--- Provided data Enclosed Below ---
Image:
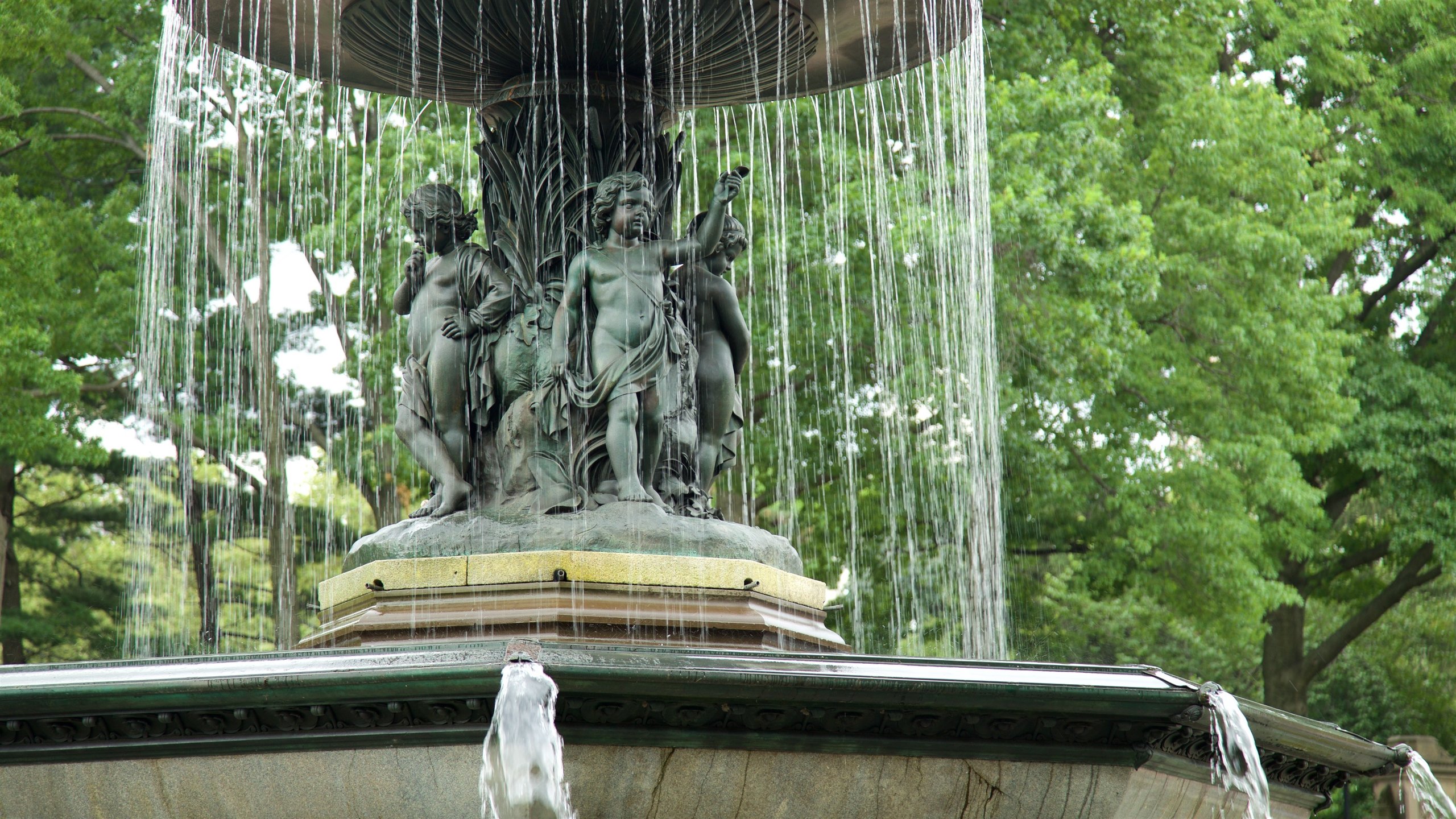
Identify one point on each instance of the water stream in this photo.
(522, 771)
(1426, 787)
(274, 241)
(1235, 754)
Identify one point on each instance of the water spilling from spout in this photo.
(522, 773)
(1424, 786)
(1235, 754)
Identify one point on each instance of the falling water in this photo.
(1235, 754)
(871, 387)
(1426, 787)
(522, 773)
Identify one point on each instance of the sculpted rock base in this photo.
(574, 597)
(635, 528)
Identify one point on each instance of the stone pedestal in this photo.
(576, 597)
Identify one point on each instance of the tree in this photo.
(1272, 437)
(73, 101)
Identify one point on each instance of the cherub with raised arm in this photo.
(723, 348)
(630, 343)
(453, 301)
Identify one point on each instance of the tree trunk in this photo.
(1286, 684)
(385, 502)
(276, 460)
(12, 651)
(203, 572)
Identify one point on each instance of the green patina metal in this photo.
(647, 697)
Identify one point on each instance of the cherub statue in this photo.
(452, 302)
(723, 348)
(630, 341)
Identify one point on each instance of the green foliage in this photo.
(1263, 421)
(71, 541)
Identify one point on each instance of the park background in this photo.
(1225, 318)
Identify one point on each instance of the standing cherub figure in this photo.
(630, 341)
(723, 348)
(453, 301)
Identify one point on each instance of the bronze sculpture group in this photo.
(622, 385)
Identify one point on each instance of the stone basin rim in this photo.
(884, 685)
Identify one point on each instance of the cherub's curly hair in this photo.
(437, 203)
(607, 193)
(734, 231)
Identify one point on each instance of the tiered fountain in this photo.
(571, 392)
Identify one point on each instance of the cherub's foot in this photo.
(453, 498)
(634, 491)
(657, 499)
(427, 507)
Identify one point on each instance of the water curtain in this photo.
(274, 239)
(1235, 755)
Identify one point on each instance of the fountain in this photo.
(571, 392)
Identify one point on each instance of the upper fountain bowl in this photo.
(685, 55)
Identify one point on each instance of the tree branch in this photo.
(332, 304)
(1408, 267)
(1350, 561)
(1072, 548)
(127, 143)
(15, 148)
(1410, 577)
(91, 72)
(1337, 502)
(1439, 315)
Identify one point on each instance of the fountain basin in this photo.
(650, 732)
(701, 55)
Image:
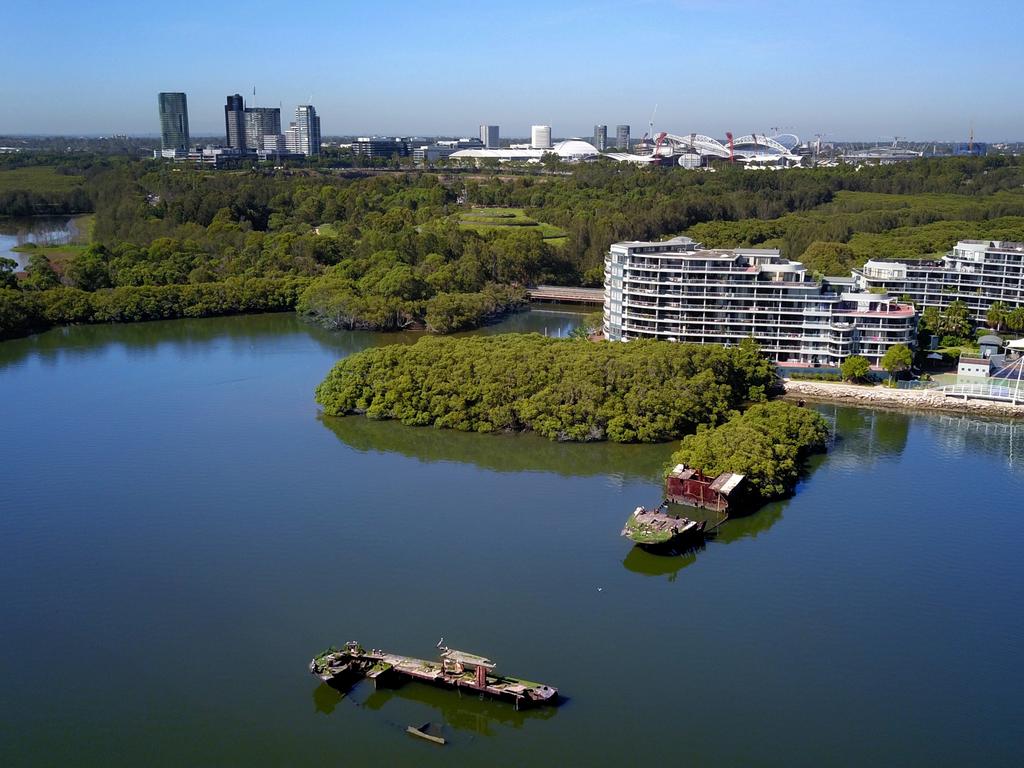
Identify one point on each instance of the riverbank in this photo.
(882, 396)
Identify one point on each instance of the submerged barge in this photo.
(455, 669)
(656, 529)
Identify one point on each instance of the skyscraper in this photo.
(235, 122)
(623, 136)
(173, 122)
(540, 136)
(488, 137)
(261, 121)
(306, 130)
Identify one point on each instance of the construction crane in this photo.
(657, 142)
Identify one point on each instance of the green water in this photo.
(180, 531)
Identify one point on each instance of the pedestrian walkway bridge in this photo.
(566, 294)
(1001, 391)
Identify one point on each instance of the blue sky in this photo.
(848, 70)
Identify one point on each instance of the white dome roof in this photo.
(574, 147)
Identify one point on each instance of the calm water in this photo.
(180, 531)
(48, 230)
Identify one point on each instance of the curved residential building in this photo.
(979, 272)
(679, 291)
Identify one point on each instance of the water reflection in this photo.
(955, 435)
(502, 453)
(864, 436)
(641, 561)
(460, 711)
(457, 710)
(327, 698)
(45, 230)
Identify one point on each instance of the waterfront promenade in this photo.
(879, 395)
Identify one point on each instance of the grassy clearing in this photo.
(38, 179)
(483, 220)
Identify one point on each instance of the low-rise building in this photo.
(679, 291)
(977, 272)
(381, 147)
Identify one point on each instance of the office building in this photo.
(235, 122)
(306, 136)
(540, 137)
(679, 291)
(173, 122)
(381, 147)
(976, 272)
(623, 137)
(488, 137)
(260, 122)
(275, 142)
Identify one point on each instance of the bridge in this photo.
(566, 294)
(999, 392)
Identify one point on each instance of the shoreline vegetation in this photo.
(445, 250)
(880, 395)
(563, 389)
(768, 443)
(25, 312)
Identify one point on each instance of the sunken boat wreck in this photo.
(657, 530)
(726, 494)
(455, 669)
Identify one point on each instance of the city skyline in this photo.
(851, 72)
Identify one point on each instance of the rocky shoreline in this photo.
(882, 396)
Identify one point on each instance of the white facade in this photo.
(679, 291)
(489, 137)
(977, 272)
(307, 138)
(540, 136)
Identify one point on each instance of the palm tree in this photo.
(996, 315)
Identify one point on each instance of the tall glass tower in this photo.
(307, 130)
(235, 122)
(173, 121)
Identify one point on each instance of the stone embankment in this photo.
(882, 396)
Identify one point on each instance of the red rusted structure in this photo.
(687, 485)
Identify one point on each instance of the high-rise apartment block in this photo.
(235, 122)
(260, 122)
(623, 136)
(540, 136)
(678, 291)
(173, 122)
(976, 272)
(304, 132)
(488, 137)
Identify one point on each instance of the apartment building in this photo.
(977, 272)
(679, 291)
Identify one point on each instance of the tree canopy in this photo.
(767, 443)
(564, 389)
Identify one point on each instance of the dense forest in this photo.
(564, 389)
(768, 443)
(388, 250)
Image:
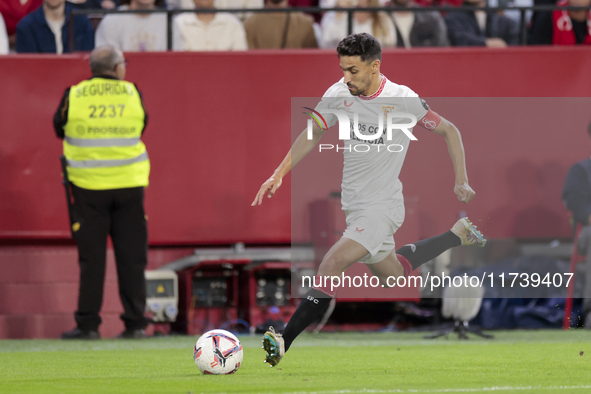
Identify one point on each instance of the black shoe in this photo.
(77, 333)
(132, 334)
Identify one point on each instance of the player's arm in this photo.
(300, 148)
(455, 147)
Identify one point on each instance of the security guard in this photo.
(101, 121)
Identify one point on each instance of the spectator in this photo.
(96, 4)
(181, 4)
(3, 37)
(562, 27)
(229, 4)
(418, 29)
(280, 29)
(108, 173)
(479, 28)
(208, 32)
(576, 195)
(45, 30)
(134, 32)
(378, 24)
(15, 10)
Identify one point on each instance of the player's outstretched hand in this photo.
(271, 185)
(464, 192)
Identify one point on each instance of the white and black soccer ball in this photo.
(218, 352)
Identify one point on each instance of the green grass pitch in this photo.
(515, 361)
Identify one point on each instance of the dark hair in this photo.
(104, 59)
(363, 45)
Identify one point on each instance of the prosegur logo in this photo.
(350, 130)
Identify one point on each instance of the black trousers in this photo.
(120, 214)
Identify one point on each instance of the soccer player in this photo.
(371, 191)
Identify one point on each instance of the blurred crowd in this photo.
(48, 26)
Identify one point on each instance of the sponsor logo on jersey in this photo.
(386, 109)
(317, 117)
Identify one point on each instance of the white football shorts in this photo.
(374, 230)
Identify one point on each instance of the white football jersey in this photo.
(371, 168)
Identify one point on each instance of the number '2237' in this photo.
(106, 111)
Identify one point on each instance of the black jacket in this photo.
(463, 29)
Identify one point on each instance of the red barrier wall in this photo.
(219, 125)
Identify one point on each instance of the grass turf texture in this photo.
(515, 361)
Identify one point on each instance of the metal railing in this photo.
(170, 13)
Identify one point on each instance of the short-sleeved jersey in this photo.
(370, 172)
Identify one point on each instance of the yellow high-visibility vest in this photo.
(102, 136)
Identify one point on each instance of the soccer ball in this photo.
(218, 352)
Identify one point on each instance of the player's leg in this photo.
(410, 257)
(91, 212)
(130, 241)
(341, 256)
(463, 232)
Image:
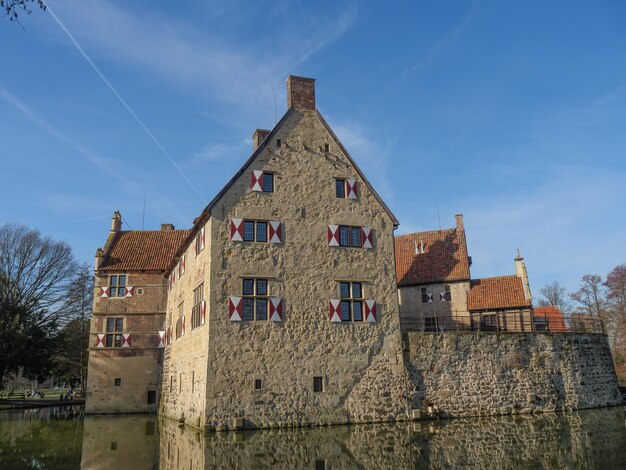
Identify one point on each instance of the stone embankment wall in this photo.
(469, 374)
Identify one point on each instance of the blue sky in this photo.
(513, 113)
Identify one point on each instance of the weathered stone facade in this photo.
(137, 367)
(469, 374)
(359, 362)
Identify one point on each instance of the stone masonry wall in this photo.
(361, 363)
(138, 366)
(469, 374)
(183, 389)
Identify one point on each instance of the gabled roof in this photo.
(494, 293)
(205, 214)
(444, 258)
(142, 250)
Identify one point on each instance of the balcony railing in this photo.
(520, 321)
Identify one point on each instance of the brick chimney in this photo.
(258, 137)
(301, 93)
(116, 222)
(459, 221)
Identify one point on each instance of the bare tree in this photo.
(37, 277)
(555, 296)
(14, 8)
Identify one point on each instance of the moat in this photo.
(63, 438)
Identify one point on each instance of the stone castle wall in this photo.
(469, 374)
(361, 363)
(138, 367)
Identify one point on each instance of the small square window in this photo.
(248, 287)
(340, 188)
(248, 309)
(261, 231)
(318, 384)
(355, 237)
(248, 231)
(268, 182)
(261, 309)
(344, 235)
--- End of Enclosed Provided data ---
- [Problem description] Nothing but the lines from the one with "Identify one point on each instance of the brick" through the final line of the data belongs in the answer, and they must match exactly.

- [Solution to the exercise]
Identify one point on each instance of the brick chimney in this photo.
(258, 137)
(301, 93)
(116, 222)
(459, 221)
Identify one point on each instance of the bare tree in this photo.
(37, 277)
(555, 296)
(14, 8)
Identify one point on each instance of the moat in this photo.
(63, 438)
Identify one point on each instance of the stone castle wall in this photo.
(469, 374)
(361, 363)
(138, 367)
Identify one point on each instance of the small square window in this photo.
(248, 287)
(340, 188)
(248, 309)
(261, 231)
(318, 384)
(355, 237)
(248, 231)
(268, 182)
(261, 309)
(344, 235)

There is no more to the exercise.